RECORDS TO PROCESS >>

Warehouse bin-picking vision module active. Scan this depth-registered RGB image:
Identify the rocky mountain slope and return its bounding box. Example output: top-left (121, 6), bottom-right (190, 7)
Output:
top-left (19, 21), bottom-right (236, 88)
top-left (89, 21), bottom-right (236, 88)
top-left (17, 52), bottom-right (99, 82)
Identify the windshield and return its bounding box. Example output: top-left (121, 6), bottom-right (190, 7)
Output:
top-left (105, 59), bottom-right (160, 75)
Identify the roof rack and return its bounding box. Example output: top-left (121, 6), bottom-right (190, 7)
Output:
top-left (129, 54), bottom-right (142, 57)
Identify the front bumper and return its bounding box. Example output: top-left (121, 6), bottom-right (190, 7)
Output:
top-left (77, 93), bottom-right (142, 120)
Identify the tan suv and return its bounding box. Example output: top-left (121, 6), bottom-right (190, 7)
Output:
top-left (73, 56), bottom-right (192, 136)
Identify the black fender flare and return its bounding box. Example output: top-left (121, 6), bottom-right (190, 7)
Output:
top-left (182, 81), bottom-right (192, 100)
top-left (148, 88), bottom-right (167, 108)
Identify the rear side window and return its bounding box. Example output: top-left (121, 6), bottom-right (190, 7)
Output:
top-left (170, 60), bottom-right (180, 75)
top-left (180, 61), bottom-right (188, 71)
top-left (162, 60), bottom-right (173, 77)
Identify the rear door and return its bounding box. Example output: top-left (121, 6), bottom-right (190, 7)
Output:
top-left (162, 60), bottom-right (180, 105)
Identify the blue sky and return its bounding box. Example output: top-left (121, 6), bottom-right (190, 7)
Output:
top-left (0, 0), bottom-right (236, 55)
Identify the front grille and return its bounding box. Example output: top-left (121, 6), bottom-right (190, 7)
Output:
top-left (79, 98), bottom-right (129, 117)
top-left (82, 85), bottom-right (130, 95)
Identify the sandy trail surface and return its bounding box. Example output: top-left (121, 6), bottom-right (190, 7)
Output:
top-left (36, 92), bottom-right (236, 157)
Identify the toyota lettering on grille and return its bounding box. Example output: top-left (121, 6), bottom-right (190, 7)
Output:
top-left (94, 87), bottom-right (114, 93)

EXERCISE INSTRUCTIONS >> Turn every line of the records above into a JSON list of strings, one string per line, and leave out any blank lines.

TASK ANSWER >>
[
  "Warehouse bin-picking vision module active. Scan this depth-registered RGB image:",
  "Identify the rocky mountain slope and return its bounding box. Example output: top-left (121, 6), bottom-right (190, 7)",
  "Output:",
  "top-left (19, 21), bottom-right (236, 88)",
  "top-left (89, 21), bottom-right (236, 88)",
  "top-left (17, 52), bottom-right (99, 82)",
  "Identify the windshield and return its bounding box. Example output: top-left (121, 6), bottom-right (190, 7)",
  "Output:",
  "top-left (105, 59), bottom-right (160, 75)",
  "Identify the roof rack and return its bounding box. Example output: top-left (121, 6), bottom-right (190, 7)",
  "Output:",
  "top-left (129, 54), bottom-right (142, 57)",
  "Identify the front bumper and return its bounding box. Example output: top-left (121, 6), bottom-right (190, 7)",
  "Output:",
  "top-left (77, 93), bottom-right (142, 120)",
  "Identify the tan suv and return its bounding box. Example output: top-left (121, 6), bottom-right (190, 7)",
  "Output:",
  "top-left (73, 56), bottom-right (192, 136)",
  "Identify the black fender flare and return its bounding box. Example output: top-left (121, 6), bottom-right (190, 7)",
  "Output:",
  "top-left (182, 81), bottom-right (192, 100)",
  "top-left (148, 88), bottom-right (167, 108)",
  "Identify the rear side window and return its bounding box. Example output: top-left (121, 6), bottom-right (190, 7)",
  "Output:",
  "top-left (170, 60), bottom-right (180, 75)",
  "top-left (180, 61), bottom-right (188, 71)",
  "top-left (162, 60), bottom-right (173, 77)",
  "Identify the rear door and return its bounding box. Example output: top-left (121, 6), bottom-right (190, 7)",
  "Output:",
  "top-left (162, 60), bottom-right (180, 105)",
  "Identify the blue sky and return its bounding box. Example output: top-left (121, 6), bottom-right (190, 7)",
  "Output:",
  "top-left (0, 0), bottom-right (236, 55)",
  "Identify the front grille and return its bounding box. Example output: top-left (121, 6), bottom-right (190, 7)",
  "Output:",
  "top-left (79, 98), bottom-right (129, 117)",
  "top-left (82, 85), bottom-right (130, 95)",
  "Identify the sandy trail surface and return its bounding box. Example output: top-left (121, 6), bottom-right (190, 7)",
  "Output:",
  "top-left (36, 92), bottom-right (236, 157)",
  "Identify the toyota lettering on grille and return its bounding box. Example output: top-left (121, 6), bottom-right (190, 7)",
  "Output:",
  "top-left (94, 87), bottom-right (114, 93)"
]